§ **Votre tâche**
Mettez à jour les données ci-dessous : recopiez-les en entier en remplaçant chaque « drop one marker » par « place one point », sans aucune autre modification.

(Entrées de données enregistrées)
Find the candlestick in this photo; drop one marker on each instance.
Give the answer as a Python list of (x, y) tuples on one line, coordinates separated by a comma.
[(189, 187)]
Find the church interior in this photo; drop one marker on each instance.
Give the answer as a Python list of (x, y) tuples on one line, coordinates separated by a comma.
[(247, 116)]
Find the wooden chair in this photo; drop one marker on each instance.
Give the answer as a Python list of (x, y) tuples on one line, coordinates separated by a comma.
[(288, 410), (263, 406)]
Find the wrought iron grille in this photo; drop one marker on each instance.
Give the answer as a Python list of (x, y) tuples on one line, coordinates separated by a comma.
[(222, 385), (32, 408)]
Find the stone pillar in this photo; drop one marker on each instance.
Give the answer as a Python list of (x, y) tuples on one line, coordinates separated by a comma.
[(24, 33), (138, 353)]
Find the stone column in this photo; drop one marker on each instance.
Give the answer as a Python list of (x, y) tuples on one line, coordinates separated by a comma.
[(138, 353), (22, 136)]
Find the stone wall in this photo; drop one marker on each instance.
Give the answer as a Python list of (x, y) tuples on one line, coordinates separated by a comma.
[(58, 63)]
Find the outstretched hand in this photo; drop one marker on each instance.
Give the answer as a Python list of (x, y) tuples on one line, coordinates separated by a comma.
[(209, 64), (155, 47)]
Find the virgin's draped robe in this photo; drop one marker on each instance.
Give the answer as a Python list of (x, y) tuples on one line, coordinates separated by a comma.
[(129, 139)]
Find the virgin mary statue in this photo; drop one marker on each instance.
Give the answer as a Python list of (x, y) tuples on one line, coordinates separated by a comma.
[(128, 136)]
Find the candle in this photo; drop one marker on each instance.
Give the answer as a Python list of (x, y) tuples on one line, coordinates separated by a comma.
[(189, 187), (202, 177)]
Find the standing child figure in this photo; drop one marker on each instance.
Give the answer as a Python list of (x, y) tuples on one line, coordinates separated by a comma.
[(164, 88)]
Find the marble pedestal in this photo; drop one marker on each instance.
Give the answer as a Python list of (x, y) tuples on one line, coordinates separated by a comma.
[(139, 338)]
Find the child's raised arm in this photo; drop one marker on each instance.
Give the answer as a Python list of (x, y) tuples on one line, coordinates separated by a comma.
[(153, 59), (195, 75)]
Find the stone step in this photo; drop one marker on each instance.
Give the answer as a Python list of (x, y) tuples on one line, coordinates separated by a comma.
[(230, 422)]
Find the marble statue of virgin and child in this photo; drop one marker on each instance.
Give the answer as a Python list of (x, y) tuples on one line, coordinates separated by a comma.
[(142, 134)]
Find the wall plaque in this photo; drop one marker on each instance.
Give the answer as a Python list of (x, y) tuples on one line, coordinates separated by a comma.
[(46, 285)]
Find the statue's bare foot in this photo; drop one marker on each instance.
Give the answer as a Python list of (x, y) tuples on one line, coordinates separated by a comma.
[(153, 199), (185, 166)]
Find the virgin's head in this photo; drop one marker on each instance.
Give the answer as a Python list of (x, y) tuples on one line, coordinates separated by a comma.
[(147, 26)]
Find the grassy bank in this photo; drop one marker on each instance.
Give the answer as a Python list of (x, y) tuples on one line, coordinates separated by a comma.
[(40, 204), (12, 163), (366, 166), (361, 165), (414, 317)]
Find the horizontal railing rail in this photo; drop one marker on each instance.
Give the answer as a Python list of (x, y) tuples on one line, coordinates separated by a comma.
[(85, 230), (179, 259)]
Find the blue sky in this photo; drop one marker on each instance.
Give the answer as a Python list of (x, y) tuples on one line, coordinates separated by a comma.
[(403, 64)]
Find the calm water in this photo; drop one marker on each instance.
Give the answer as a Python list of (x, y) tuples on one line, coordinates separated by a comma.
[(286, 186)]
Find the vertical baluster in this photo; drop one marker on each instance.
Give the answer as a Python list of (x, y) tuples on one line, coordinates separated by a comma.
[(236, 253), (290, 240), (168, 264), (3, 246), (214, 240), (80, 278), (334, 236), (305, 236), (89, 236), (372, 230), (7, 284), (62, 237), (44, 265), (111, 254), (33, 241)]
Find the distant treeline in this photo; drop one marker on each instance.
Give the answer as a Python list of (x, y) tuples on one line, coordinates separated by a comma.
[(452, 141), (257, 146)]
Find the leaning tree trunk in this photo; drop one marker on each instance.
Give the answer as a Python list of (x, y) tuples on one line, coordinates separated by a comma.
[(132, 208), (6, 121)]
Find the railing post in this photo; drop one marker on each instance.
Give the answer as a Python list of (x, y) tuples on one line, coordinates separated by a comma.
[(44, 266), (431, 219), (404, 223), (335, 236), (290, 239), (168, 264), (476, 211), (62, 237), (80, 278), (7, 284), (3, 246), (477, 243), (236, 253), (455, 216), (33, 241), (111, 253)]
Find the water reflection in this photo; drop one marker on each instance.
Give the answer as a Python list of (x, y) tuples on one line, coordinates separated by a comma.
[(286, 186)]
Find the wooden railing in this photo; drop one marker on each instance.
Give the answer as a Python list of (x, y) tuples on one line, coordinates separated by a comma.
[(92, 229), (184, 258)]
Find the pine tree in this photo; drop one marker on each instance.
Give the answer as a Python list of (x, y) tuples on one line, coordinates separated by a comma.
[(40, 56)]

§ **Réponse complète**
Find the candlestick in this photo; place one point on each instance.
Give the answer as a Python list of (x, y) tuples on one line, coordinates separated by a comma.
[(189, 187)]
Find the church interior in this photo; place one point on each instance.
Give the answer as a Python list of (x, y) tuples on one line, coordinates separated by a comma.
[(247, 116)]
Find the wooden chair in this photo; place one point on each instance.
Give the answer as a Python list of (x, y) tuples on one line, coordinates separated by a comma.
[(288, 410), (263, 406)]
Find the wrought iron grille in this photo; place one point on each instance.
Give the answer as a Python list of (x, y) tuples on one line, coordinates separated by a comma.
[(222, 385), (32, 408)]
Find the stone pillar in this photo; place one point on each instance.
Give the answer as a Python list of (x, y) tuples on one line, coordinates separated by a comma.
[(24, 33), (138, 353)]
Find the stone column in this photo; place one point on each instance.
Give the answer as a Python list of (x, y) tuples on one line, coordinates separated by a comma.
[(138, 353), (22, 136)]
Find the stone wall in this photo; place one point on each instance.
Give the answer as a Python list of (x, y) tuples on one line, coordinates separated by a comma.
[(58, 63)]
Find the outstretched hand in this photo; place one point on each instance.
Give the answer as a Python list of (x, y) tuples on one line, coordinates separated by a comma.
[(209, 64), (155, 47)]
Find the virgin's draped robe in this photo; place one point on each instance.
Give the answer as a Python list of (x, y) tuples on one line, coordinates separated by a comma.
[(129, 139)]
Find the virgin mary statue in this photo; place one point on each instance.
Give the answer as a Python list of (x, y) tuples on one line, coordinates separated by a comma.
[(128, 136)]
Find the candle in this photo; place one point on each instance.
Give the answer as a Python list of (x, y) tuples on one line, coordinates separated by a comma.
[(189, 187), (202, 177)]
Find the standing child figure in this photo; place one point on each instance.
Give the answer as a Python list of (x, y) tuples on one line, coordinates separated by a comma.
[(164, 88)]
Find the marble pedestal in this photo; place one point on each instance.
Give the answer as a Python list of (x, y) tuples on one line, coordinates separated by a comma.
[(139, 338)]
Find the child's raised arm in this photo; place one point on each instance.
Give the answer as a Python list of (x, y) tuples on one line, coordinates separated by a comma.
[(153, 59), (195, 75)]
Find the stone step in this photo; place one point on each instance.
Give the answer as a Python list of (x, y) tuples on one line, coordinates separated by a comma.
[(230, 422)]
Find the marble statue of virgin and child in this photo; place one point on each instance.
Give the answer as a Python list of (x, y) tuples on one line, coordinates separated by a comma.
[(142, 134)]
Find the wall plaque in this photo; place one point on each instance.
Give the answer as a Python list of (x, y) tuples on one line, coordinates separated by a comma.
[(46, 285)]
Find the statue's bare foot in this photo; place one point on each instance.
Give the answer as a Python list of (x, y) tuples on one line, coordinates separated by a comma.
[(153, 199), (185, 166)]
Find the virgin's head in this photo; place one point on each instance.
Give the answer as a Python list of (x, y) tuples on one line, coordinates separated by a comma.
[(147, 26)]
Find the grassy bank in this photo; place one point on each instance.
Give the answer as a Python list of (x, y) tuples on one line, coordinates separated by a comma.
[(40, 204), (12, 163), (366, 166), (361, 165), (414, 317)]
Find the horizontal railing rail in this photo; place one point on each instance.
Give the answer as a Python list of (x, y) tuples on one line, coordinates separated by a comma.
[(85, 230), (179, 259)]
Find the blue sky in this photo; place one point on each instance.
Give the answer as a Python list of (x, y) tuples on one line, coordinates separated by a comma.
[(403, 64)]
Find the calm water in this photo; place one point on each instance.
Give the answer as a Python list of (x, y) tuples on one line, coordinates separated by a comma.
[(286, 186)]
Find the vertical baluster in this photo; place one point on each instance.
Give the answer as a Python list of (x, y) tuples on one line, coordinates separated by a comma.
[(236, 253), (290, 240), (168, 264), (3, 246), (214, 240), (80, 278), (334, 236), (305, 236), (89, 236), (372, 230), (7, 284), (62, 237), (44, 265), (111, 254), (33, 241)]
Find the distant treeline in this photo; place one point on each instance.
Give the answer as a Python list of (x, y) tuples on one line, coordinates separated by a comma.
[(452, 141), (257, 146)]
Find the leaning tree trunk in this photo; place one point on each instance.
Give the answer as a Python list of (x, y) tuples on one line, coordinates separated by a comma.
[(132, 208), (6, 121)]
Find the railing post in this photo; place one point on each instance.
Give the answer as a Python list of (x, y) tuples on one line, coordinates separated by a comma.
[(44, 266), (431, 219), (404, 223), (335, 236), (290, 239), (168, 264), (476, 211), (62, 237), (80, 278), (7, 284), (3, 246), (477, 243), (236, 253), (455, 216), (33, 241), (111, 253)]
Find the water reflection in this photo; place one point on each instance.
Give the answer as a Python list of (x, y) tuples on one line, coordinates separated by a comma.
[(286, 186)]
Find the wooden railing in this photo; place one point on each instance.
Give the answer as a Python list of (x, y) tuples on one line, coordinates separated by a comma.
[(92, 229), (184, 258)]
Find the pine tree in this photo; place one point on each instance.
Give the answer as a Python list of (x, y) tuples on one line, coordinates separated by a comma.
[(40, 56)]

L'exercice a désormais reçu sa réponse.